→ Entrées de données
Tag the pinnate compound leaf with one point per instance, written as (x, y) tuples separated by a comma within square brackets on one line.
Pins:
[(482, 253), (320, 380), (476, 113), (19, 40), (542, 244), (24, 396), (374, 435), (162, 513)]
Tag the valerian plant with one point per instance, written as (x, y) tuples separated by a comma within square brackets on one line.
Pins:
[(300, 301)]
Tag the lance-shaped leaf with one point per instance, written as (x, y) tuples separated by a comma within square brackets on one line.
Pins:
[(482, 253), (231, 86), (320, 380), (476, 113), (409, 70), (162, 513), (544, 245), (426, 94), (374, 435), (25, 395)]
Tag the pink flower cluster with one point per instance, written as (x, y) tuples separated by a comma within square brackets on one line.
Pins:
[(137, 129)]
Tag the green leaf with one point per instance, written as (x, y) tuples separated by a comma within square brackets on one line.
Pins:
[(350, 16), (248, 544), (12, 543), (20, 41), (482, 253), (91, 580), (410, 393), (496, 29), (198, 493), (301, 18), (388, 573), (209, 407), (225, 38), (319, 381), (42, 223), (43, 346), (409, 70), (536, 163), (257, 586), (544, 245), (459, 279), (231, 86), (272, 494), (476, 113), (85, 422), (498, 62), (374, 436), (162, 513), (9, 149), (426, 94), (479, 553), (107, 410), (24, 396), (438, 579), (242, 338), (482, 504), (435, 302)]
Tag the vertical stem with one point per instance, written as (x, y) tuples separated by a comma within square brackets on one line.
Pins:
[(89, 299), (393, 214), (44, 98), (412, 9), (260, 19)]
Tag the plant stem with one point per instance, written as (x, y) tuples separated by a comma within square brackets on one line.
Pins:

→ Consigne écrite
Reprenez toutes les lignes ci-dessus sous forme de liste numérotée, sans les lignes vides.

→ Solution rédigée
1. Tag the pinnate compound leaf with one point per instance, written as (x, y) tuples separated by a comma within square brackets on one line.
2. Pins:
3. [(482, 253), (320, 380), (476, 113), (19, 40), (542, 244), (24, 396), (374, 435), (162, 513)]
4. Tag the valerian plant with one point per instance, written as (x, y) tuples separated by a comma within square brackets on one line.
5. Pins:
6. [(300, 301)]
7. Tag the lance-shaped leaf with one point per instance, written as (x, y) tuples separated by a comma within square brackets on one line.
8. Pins:
9. [(482, 253), (231, 86), (320, 380), (476, 113), (409, 70), (162, 513), (544, 245), (426, 94), (374, 435), (25, 395)]
10. Tag the pink flower cluster with one point per instance, written as (x, y) tuples separated by a comma within square brackets on one line.
11. Pins:
12. [(137, 129)]
13. Tag the green leaf with one point per instance, written as (x, y) tuples separated by a comma within square brackets on one line.
14. Pins:
15. [(350, 16), (248, 544), (12, 543), (20, 41), (482, 253), (91, 580), (410, 393), (496, 29), (198, 493), (301, 18), (388, 573), (209, 407), (225, 38), (319, 381), (42, 223), (43, 346), (409, 70), (536, 163), (257, 586), (544, 245), (459, 279), (231, 86), (272, 494), (476, 113), (85, 422), (498, 62), (374, 436), (162, 513), (9, 149), (426, 94), (479, 553), (107, 410), (24, 396), (438, 579), (242, 338), (482, 504), (435, 302)]
16. Tag the vertical stem with one point per instance, written as (x, y) tuples separated by a comma within square brackets on one line.
17. Pins:
18. [(89, 299), (393, 214), (44, 98), (412, 9), (260, 19)]
19. Tag the plant stem with one point per instance, written as (x, y) tuples separated by a comma within square brackets on one line.
20. Pins:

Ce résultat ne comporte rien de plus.